• Goal
Repeat word for word the passage of the charter fishing forum thread from "ill attend every" to "you in Corpus.".

• Text to read
◇ ◇ ◇
Mr Zales there are many on this board that know me personally , many , and you will have trouble counting on one hand the number that would question my integrity ,

so was i at a couple of get together with a few other captains , you bet i was , and ill attend more if necessary ,as a matter of fact i will be sure to invite you to any in the future, you can count on that , you would be more than welcome. but if you wish to twist that as if im in bed with the EDF , then so be it ,, it obviously fits your MO , and its just another reminder that you are really clueless as to what is going on here in our state.

ill attend every meeting i can that concerns my young children's welfare, the futer of our industry and the future access of the large majority of the recreational fiherman in this fishery. and ill make no apologies for doing so .see you in Corpus.

it also shocks me at the number of people who think the word profit , is a 4 letter word , tell us Mr Zales , out of 44 years in the fishing industry did you ever make a profit ? if not please let me know how you survived that long , because it looks like the charter for hire fishery may just be headed that way and i need some non profit bill paying pointers ,

there are a few other on this thread that make a profit or have companies that are geared to make one off of this fishery and I'm not talking about the other charter for hire captains , changes could put ther profit making potentil at risk , and i dont blame them for standing up for what they think is best , and i darn sure wont slander them or repeat what i hear in the rumor mill ,just because my openion may differ.

now don't get me wrong , and don't feel sorry for me ,,i love my job and i genuinely get more pleasure out of watching people catch fish , and looking at there faces when it happening ,, the enjoyment of it all is a big part of why i stick with it , but please forgive me if i make a little money at the same time ,, i can guarantee you that i am good at what i do , and i have earned that right as well,so ill survive , I'm too hard headed to quit and too proud to loose.

Mr Zales you keep pushing the rumors and bad mouthing these good men who are willing to stand up for what they feel is right or best for there future , and i wont pretend to know what is going on 800 mile from me , and we can just call it even

i will not attempt to convence anyone of what is best over this forum , its fruitless, and personally i cant and wont argue with the gentlemen on this board that are upset or against any type of sector separation , they are just looking out for what they feel is best for them or the children's future , oops i forgot were not supposed to do that ,,,,,,, are we ?

stick to what you know Mr Zales , stick to the facts ,, your good at it , leave the rumors and innuendo on the play ground


----------



## bob zales II (Nov 16, 2007)

Reel Drummer makes sense, he is correct as no we could not have done it as we were not fishing red snapper commercially during the years 1990 thru 1992 which is the established historical fishery according to the NMFS historical society. So no we could not have done the same thing unless we were one of the couple hundred qualifiers, now down to around 150 who own IFQ share. You want to know the rest of the story?

Here is anyway. When we worked with the NMFS to develop the current for-hire federal reef fish and mackerel permits for the current moratorium we tried to pattern some of it on established limited entry programs like the commercial red snapper 2000/200 pound permit. One of the issues was being able to sell, batter, or lease the permit. Now since we were just plain ole fishermen and were not legal minds, we set recommended the for-hire program be set similar to the red snapper 2000/200 program, being able to lease a permit. Well the folks at the nmfs said that was good and the lease option would be as the red snapper lease option. Time passed and we thought, and I was chairman of the ad hoc for-hire permit ap, that leasing the for-hire permit was just like the red snapper 2000/200 permit and you simply leased the permit from one boat to the other by a simple signed agreement.
◇ ◇ ◇
Entries drawn from a collection
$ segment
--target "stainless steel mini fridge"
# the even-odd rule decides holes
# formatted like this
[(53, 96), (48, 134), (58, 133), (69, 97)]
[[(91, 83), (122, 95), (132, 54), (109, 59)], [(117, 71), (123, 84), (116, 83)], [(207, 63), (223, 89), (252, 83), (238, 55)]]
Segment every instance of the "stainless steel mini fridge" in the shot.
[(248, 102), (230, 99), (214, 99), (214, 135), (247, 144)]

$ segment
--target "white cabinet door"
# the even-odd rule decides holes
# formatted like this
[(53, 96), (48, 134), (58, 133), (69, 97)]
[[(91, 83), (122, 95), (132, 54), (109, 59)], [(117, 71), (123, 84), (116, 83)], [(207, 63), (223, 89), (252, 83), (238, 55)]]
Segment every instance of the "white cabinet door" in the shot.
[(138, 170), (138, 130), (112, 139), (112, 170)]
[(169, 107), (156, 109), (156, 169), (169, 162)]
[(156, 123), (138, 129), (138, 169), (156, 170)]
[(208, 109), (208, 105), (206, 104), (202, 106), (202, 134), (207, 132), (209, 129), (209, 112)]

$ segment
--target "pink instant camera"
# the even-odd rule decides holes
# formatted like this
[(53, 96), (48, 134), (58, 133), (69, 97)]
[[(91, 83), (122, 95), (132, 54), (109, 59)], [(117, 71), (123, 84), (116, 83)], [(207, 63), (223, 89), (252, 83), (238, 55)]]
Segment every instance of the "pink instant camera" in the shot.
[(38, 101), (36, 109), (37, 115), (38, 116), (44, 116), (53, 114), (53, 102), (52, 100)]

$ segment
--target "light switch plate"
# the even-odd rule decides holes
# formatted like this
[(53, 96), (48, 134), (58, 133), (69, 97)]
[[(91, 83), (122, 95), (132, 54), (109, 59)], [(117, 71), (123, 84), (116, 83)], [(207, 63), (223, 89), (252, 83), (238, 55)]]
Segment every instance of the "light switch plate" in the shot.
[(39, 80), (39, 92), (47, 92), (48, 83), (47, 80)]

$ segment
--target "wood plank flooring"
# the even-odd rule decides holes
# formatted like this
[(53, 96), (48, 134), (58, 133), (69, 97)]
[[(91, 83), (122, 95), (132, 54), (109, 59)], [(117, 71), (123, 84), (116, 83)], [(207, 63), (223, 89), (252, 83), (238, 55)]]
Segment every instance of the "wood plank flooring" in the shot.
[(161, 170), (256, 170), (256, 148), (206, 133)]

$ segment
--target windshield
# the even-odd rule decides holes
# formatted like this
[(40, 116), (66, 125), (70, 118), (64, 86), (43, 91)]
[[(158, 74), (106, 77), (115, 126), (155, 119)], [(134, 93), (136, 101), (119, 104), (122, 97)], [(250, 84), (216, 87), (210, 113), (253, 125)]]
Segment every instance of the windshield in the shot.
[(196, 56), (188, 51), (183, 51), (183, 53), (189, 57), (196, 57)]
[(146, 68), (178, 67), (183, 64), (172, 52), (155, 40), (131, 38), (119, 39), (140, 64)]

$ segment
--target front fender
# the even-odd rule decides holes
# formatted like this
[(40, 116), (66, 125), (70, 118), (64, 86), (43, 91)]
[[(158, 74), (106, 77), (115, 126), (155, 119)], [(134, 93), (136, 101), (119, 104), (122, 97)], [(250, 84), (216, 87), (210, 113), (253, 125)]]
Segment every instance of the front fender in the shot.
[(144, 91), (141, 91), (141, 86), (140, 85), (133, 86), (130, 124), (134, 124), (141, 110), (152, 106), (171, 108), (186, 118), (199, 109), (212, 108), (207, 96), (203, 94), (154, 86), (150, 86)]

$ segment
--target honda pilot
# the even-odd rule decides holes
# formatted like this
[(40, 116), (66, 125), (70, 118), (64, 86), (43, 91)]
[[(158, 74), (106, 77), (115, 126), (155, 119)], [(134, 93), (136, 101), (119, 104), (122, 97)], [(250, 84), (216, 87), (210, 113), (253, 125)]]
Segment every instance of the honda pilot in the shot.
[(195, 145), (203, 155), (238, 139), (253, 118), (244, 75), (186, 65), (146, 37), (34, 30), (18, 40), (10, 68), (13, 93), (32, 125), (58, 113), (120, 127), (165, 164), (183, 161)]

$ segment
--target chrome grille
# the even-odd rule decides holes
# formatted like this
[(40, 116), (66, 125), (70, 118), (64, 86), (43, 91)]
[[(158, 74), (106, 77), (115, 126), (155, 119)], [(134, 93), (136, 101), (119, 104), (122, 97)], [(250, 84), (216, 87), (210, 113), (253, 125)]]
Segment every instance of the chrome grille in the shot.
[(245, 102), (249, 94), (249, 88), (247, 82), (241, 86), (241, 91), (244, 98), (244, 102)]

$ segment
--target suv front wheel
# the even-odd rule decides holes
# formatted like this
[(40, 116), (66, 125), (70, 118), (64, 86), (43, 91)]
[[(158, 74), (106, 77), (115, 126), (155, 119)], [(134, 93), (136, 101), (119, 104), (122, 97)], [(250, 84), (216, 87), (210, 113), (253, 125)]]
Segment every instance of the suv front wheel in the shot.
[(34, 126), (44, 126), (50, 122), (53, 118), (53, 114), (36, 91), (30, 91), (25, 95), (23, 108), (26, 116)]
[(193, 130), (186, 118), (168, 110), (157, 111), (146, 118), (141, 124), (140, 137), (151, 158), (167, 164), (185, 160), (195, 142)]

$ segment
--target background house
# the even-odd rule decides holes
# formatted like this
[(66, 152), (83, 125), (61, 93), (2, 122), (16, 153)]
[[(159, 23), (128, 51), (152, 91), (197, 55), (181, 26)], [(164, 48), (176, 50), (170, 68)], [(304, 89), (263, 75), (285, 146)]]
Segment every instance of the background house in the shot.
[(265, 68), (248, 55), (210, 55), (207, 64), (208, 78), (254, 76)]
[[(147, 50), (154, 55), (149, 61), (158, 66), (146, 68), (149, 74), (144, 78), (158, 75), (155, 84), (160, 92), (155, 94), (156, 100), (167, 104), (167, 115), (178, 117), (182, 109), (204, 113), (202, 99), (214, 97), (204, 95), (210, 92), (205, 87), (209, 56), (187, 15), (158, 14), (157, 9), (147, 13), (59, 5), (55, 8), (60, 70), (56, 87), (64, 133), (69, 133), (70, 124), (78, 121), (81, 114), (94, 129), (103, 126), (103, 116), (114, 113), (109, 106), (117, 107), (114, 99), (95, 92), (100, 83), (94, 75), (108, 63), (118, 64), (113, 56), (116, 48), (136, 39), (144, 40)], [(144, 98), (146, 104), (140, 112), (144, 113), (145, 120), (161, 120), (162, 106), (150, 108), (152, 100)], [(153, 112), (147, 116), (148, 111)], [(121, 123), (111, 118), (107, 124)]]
◇ ◇ ◇
• Final result
ill attend every meeting i can that concerns my young children's welfare, the futer of our industry and the future access of the large majority of the recreational fiherman in this fishery. and ill make no apologies for doing so .see you in Corpus.